Goodwin offers an engagingly well-rounded portrait of Lincoln that captures his humor, steadfastness and magnanimity. She also explains, time and again, how Lincoln shrewdly outmaneuvered his condescending critics, thanks to keen political instincts and a fine sense of timing that showed he was far more capable than some of his rivals realized. Seward came to see this, eventually describing Lincoln as “the best and wisest man” he had ever known. Stanton, too, became a close, and admiring, friend.

In page after page, Goodwin compellingly chronicles the travails that beset Lincoln throughout the war. It’s nothing short of amazing than one man was strong enough to weather so many storms — personal, political and military — so well. One task alone — finding the right political balance to retain the loyalty of both radical and conservative Republicans — could have been a full-time job. As one initially skeptical observer said in 1864, Lincoln was “the great guiding intellect of the age.”

Material:
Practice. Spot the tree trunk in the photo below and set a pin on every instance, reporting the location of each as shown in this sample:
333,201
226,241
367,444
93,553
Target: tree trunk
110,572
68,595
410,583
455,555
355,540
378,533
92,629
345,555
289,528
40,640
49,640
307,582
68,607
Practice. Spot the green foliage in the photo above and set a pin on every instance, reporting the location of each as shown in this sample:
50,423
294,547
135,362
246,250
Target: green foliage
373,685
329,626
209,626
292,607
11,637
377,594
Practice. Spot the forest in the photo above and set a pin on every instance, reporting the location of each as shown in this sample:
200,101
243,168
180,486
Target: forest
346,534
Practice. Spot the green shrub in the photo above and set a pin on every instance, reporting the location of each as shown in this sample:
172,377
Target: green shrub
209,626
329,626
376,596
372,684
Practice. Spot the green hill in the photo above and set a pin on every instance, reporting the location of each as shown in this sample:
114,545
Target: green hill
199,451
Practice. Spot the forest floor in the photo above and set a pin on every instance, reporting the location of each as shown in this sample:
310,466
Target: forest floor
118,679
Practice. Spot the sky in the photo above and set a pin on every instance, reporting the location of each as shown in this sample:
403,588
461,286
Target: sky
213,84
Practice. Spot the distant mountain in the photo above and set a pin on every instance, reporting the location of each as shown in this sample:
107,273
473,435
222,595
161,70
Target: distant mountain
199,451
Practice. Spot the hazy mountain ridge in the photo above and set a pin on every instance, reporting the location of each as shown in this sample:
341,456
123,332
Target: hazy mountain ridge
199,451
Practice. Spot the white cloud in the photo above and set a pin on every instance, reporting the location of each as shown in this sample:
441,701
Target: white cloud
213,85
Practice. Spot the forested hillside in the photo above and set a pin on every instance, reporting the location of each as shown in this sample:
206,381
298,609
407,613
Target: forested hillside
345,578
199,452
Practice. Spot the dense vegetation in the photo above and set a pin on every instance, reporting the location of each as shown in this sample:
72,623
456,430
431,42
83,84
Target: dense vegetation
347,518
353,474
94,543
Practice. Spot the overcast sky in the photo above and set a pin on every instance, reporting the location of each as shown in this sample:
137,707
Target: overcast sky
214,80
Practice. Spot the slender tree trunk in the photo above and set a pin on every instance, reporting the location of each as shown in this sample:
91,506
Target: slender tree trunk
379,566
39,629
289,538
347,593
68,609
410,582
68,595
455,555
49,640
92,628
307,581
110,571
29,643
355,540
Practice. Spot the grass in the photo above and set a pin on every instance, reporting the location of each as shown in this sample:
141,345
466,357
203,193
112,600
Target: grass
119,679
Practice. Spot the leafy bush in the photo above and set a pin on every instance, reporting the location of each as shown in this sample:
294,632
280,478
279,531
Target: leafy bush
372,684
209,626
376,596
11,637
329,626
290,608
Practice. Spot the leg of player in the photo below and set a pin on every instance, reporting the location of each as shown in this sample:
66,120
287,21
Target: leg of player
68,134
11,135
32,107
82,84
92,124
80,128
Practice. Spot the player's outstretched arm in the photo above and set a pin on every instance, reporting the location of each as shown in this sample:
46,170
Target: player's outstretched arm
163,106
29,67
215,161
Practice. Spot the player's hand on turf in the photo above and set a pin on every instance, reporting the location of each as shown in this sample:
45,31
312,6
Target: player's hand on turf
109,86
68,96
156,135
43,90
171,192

Tasks and exercises:
**1)** In the Lincoln review, how did Seward eventually describe Lincoln?
**2)** Condense the paragraph of the Lincoln review that begins "In page after page" into two or three sentences that keep its main facts.
**3)** Write the next paragraph of the Lincoln review, picking up after its final sentence.

The replies:
**1)** He called Lincoln "the best and wisest man" he had ever known.

**2)** Goodwin vividly recounts the many personal, political and military hardships Lincoln faced during the war, and his ability to withstand them all is remarkable. Keeping both radical and conservative Republicans loyal could by itself have been a full-time job. In 1864, an observer who had first doubted him called Lincoln "the great guiding intellect of the age."

**3)**
As for the issue that effectively triggered the Civil War, Team of Rivals makes clear that there were significant philosophical differences among the opponents of slavery, both before and during the war, and that individual views on that all-consuming topic evolved as the war dragged on.

Initially, Lincoln was not an abolitionist. His goal was to prevent the expansion of slavery into the territories and incoming states, not outlaw it or expand the civil rights of free blacks. As such, he was more liberal than Bates, but more conservative than Chase and Seward. Over time, he issued the Emancipation Proclamation, welcomed African-Americans into the armed forces and, later still, pushed through a constitutional amendment prohibiting slavery. In 1864, Lincoln even appointed Chase as chief justice of the Supreme Court, even though Chase had repeatedly maligned Lincoln and even tried to block his reelection. Lincoln made the appointment, at least in part, because he knew Chase would champion the legal rights of African-Americans.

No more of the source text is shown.